Tingginya Kebutuhan Kredit Masyarakat Perlu Diimbangi Edukasi dan Sosialisasi yang Kuat
Brand Manager PT Pembiayaan Digital Indonesia (AdaKami) Jonathan Krissantosa, (AdaKami untuk JawaPos.com)
14:18
15 Februari 2024

Tingginya Kebutuhan Kredit Masyarakat Perlu Diimbangi Edukasi dan Sosialisasi yang Kuat

Penguatan edukasi dan sosialisasi terkait layanan dan tantangan di industri peer to peer (fintech) lending sangat mendesak di tengah tingginya kebutuhan masyarakat akan kredit non perbankan. Kebutuhan masyarakat akan penyaluran kredit dari lembaga pendanaan non perbankan, seperti peer to peer lending, terus bertumbuh.

Dalam hasil survei terbarunya yang dirilis pada Januari 2024, Asosiasi Penyelenggara Jasa Internet Indonesia (APJII) membeberkan bahwa jumlah pengguna layanan pinjaman online mencapai 8,86 juta orang atau sekitar 5,4% dari total pengguna internet di Indonesia. Angka ini meningkat dari 2,7 juta orang atau 1,5% dari total pengguna internet di Indonesia pada masa survei tahun sebelumnya.

Kondisi ini turut menarik perhatian banyak pihak tidak bertanggung jawab. Sebagai akibatnya, beragam tindak kejahatan timbul. Salah satunya adalah penipuan oleh pihak tidak bertanggung jawab yang mengatasnamakan atau mencatut perusahaan peer to peer lending legal.

“Oleh karena itu, kita perlu terus membekali masyarakat dengan beragam pemahaman mengenai layanan dan fasilitas yang ada di industri peer to peer lending termasuk berbagai tantangan yang berpotensi merugikan dan cara menghadapinya,” ujar Brand Manager PT Pembiayaan Digital Indonesia (AdaKami) Jonathan Krissantosa, Senin (12/2/2024).

○ ○ ○

→ Tujuan Tugas
a - Menurut artikel tentang kebutuhan kredit masyarakat, berapa jumlah pengguna pinjaman online dalam survei APJII yang dirilis pada Januari 2024?
b - Ambil setiap baris dari entri yang mengandung kata "tree". Huruf besar dan kecil harus sama persis.

[Baris dari kumpulan data pelabelan kotak]
○ ○ ○

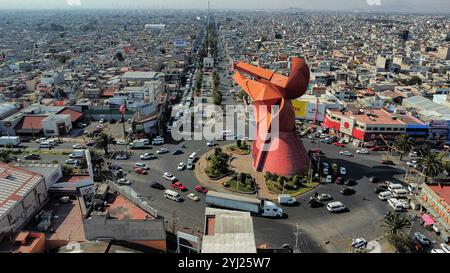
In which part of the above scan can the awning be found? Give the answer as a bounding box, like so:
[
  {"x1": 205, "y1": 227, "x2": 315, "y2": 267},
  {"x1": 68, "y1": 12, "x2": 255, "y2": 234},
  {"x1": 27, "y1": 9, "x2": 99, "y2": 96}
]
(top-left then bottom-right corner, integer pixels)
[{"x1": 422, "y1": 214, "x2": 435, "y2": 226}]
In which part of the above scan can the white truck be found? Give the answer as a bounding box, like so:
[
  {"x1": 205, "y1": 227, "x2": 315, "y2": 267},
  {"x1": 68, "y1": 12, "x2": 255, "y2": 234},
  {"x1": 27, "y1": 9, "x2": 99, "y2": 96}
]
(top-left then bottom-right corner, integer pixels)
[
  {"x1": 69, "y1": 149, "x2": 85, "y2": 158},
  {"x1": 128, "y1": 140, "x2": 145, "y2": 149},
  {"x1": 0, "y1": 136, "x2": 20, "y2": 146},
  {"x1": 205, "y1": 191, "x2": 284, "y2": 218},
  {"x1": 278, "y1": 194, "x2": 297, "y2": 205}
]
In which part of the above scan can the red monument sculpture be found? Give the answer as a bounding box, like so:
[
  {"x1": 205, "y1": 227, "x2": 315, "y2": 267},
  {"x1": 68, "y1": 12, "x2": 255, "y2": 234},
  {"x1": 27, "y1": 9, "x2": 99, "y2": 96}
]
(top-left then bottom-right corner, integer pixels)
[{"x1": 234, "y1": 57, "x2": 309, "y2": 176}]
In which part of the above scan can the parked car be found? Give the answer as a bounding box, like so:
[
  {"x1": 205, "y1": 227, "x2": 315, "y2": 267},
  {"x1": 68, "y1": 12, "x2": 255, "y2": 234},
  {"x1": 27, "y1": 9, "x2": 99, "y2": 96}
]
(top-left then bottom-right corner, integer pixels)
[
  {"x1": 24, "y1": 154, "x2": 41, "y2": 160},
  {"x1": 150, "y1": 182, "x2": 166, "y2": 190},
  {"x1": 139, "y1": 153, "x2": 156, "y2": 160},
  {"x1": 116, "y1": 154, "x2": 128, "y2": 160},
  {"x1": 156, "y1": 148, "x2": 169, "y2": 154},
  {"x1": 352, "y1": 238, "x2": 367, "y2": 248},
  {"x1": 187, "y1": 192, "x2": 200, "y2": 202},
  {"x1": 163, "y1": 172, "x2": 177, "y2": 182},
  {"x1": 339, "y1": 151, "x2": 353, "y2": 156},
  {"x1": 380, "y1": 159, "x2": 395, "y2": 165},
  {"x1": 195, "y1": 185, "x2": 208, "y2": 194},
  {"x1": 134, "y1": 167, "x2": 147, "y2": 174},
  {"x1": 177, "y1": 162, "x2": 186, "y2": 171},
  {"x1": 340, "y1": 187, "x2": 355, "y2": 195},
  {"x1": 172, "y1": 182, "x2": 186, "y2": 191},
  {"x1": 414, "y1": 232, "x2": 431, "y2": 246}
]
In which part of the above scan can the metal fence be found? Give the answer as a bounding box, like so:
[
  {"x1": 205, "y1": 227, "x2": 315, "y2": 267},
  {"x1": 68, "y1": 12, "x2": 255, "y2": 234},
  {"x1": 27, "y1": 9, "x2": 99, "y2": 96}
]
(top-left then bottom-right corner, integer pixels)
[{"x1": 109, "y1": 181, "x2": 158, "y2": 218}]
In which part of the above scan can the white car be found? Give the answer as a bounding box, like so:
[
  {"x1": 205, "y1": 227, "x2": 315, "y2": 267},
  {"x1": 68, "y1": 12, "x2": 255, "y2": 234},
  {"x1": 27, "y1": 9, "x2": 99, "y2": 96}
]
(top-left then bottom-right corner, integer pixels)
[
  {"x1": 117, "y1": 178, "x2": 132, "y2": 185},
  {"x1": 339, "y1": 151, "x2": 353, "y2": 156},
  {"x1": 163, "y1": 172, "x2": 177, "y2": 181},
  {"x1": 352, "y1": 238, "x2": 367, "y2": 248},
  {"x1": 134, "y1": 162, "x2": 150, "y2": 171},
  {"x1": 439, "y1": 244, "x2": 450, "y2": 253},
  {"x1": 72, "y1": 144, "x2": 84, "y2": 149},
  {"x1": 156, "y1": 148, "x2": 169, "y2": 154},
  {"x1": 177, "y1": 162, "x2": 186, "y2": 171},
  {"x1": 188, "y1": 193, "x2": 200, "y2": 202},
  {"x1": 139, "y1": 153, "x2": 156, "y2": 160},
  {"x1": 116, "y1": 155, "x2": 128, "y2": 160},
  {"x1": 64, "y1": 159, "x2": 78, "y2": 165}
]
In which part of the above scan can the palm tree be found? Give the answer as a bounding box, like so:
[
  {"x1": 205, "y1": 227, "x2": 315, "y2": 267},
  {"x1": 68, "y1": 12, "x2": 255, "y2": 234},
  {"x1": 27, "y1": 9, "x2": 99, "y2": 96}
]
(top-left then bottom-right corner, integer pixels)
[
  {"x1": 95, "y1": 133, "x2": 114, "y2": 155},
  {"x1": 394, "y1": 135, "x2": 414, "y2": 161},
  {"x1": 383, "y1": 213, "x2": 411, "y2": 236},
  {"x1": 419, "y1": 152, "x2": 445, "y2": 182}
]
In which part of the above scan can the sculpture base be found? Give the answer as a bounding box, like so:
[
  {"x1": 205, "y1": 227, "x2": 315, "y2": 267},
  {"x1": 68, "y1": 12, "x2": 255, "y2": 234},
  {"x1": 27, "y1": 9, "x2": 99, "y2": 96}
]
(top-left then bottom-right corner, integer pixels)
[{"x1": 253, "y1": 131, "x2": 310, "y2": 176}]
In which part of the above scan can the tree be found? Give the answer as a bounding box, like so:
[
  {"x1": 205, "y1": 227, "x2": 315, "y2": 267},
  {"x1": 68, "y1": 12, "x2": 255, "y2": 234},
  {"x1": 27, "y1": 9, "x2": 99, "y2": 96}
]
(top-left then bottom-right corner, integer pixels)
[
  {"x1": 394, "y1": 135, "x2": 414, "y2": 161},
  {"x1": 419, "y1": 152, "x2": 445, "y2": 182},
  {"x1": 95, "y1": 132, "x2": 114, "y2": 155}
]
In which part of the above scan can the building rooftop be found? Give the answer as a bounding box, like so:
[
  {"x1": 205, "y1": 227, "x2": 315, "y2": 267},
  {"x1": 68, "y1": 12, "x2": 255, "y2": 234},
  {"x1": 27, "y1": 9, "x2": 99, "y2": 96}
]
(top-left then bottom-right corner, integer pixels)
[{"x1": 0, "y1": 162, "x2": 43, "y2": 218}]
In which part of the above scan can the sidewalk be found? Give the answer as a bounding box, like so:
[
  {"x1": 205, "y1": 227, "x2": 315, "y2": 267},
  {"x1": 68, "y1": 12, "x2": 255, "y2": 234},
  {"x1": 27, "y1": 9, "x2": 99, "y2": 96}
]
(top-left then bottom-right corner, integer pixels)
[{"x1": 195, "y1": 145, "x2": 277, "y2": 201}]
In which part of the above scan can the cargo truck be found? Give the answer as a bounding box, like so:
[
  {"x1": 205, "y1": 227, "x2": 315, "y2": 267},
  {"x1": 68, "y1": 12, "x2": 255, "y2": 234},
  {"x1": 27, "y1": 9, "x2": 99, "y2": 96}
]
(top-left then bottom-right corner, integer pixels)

○ ○ ○

→ Hasil yang Diharapkan
a - 8,86 juta orang, atau sekitar 5,4% dari total pengguna internet di Indonesia.

b -
In which part of the above scan can the palm tree be found? Give the answer as a bounding box, like so:
In which part of the above scan can the tree be found? Give the answer as a bounding box, like so:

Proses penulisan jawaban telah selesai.